-- Exercise brief --
Each entry should be restated word for word, with all pictures left out.

-- Information shown --
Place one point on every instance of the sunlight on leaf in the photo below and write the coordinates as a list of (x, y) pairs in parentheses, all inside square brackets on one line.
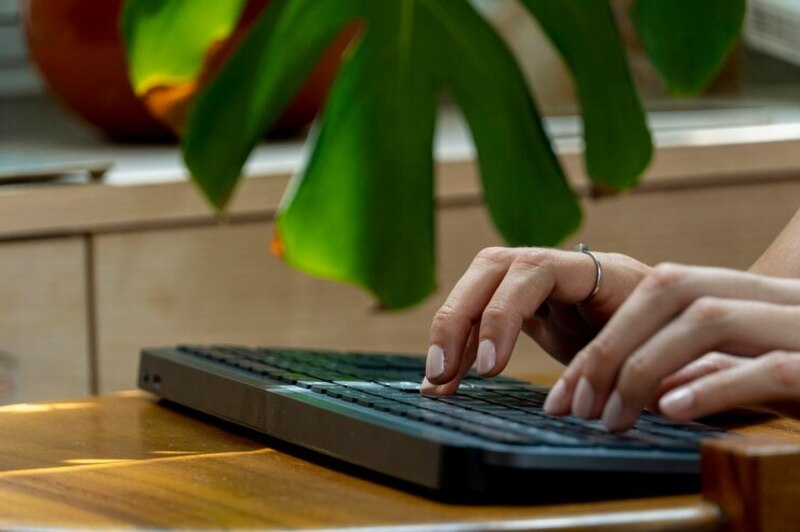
[(167, 40), (618, 146), (362, 210), (688, 41)]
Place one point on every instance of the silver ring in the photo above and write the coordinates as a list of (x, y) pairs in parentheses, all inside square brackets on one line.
[(583, 248)]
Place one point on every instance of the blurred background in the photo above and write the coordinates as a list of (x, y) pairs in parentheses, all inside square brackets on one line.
[(105, 247)]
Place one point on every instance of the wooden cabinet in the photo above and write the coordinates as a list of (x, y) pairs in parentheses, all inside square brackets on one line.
[(44, 329), (90, 274), (219, 283)]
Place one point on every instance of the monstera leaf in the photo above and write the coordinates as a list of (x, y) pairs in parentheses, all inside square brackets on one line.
[(688, 41), (362, 210)]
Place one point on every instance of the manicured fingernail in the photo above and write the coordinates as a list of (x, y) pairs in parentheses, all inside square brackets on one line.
[(435, 365), (612, 413), (676, 402), (556, 400), (427, 388), (584, 399), (486, 356)]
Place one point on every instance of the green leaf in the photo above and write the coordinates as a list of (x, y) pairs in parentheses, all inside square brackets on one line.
[(166, 40), (688, 41), (617, 140), (362, 210)]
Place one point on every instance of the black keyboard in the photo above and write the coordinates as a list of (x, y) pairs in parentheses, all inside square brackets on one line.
[(496, 427)]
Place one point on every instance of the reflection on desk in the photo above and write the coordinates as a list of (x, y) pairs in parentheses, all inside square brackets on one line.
[(123, 460)]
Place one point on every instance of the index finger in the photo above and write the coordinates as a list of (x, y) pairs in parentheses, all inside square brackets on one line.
[(501, 288)]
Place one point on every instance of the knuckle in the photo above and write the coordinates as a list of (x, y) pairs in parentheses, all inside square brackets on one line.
[(665, 276), (494, 255), (718, 361), (533, 258), (445, 316), (600, 352), (496, 311), (707, 311), (636, 371), (784, 369)]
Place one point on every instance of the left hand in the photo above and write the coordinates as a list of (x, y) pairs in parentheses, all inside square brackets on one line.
[(656, 349)]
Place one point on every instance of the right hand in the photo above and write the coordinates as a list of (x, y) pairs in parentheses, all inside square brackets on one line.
[(535, 290)]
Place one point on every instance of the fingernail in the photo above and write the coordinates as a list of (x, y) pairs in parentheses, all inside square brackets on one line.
[(486, 356), (676, 402), (556, 399), (613, 412), (435, 365), (427, 388), (584, 399)]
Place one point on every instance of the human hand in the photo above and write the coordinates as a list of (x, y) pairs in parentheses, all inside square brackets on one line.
[(655, 349), (498, 296)]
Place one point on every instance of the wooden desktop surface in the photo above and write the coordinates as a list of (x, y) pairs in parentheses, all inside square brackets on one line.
[(125, 461)]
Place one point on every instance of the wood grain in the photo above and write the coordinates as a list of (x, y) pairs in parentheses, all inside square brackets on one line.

-- Task answer --
Place one point on every instance of the sunlight on leaf in the photo below and write the coordinates as a list of (x, y) pairs in parentheses, all inside square brackets on one line.
[(167, 40), (618, 146), (362, 210), (688, 41)]
Place one point on every instance of the silver ring in the photo above and write the coordinates as a list of (x, y) pairs in parentheses, all inside square brackets on one line.
[(583, 248)]
Place one point on every instance of the blurred background in the photo above and write the coordinates as a list of (x, y) pairs in parentheses, all inside square brackets on one line.
[(105, 247)]
Place one point on every instance of the wooden cabinet in the photo above and write the coordinates as a list of (x, y) pairs in parentheses, all inside square brackets on one line.
[(44, 329), (90, 274), (219, 283)]
Place one point on every instance of the monstera leaf in the photo above and write the coordinates as a list of (x, y) pairs in parentheses, all inside square brackets on one line.
[(688, 41), (362, 210)]
Place one point on every instance of the manicured fingernail in the photo above and write the coordinates as a list of (x, y) pairs in parentheses, all inside square brackets on one line.
[(435, 365), (612, 413), (676, 402), (556, 400), (427, 388), (584, 399), (486, 356)]
Place one point on every instance of the green leaf in the photo above and write the coordinates as a list of (x, y) pairs in parentheses, all inside square brackets on one line.
[(166, 40), (688, 41), (617, 140), (362, 210)]
Place one point on every instance of the black keyboard in the photo above and write the coordinates as a list of (x, y) pairs in parentheses, all inside square brackets on one line.
[(496, 427)]
Place one point on every instance of the reflection on desk in the photo above and write the coordinates as a list of (x, y) pairs in parentheses, all inside square brackets on one line.
[(123, 460)]
Place one point on every instance of the index finger in the photo above and write the coordinates as a list of (x, y) pairs in parentheses, all inside square brackets on one line.
[(501, 288)]
Place one point on every instance of the knuckle in the photo above and write the coordinates as a list of (x, y) pairs in parentheses, all inside square brackets on one line.
[(665, 276), (494, 255), (718, 361), (533, 258), (445, 316), (600, 352), (496, 311), (707, 311), (636, 371), (784, 369)]
Place one point on every instance of the left hand in the photo above and write the coordinates as a list of (x, y) pairs in parentheses, all inside square brackets on one line.
[(656, 349)]
Place one point on every instance of the right hand in the photo above and write the coordinates as a list of (x, y) pairs in parentheses, all inside square brackets on one line.
[(535, 290)]
Place one point on every instance of the fingernail in the photo above and write the coordinates as a list of (x, y) pairs in parentheses, all inside square brackets on one line.
[(486, 356), (676, 402), (556, 399), (613, 412), (435, 365), (427, 388), (584, 399)]
Place one point on every instance of the human hand in the photo above and write the coordinates as a list of (x, y) pairs in parentheses, all inside square brackets on one line.
[(655, 349), (498, 296)]
Place one point on every instance of the wooden desktop surface in the photo above and write the coordinates as a list of (x, y) pairs in parentheses, all inside square brackets on one line.
[(125, 461)]
Place one point on every instance of the wood grain in the photo above and write the coordinates as a list of (x, y) pairs in parentheses, all inside square brackets on one line.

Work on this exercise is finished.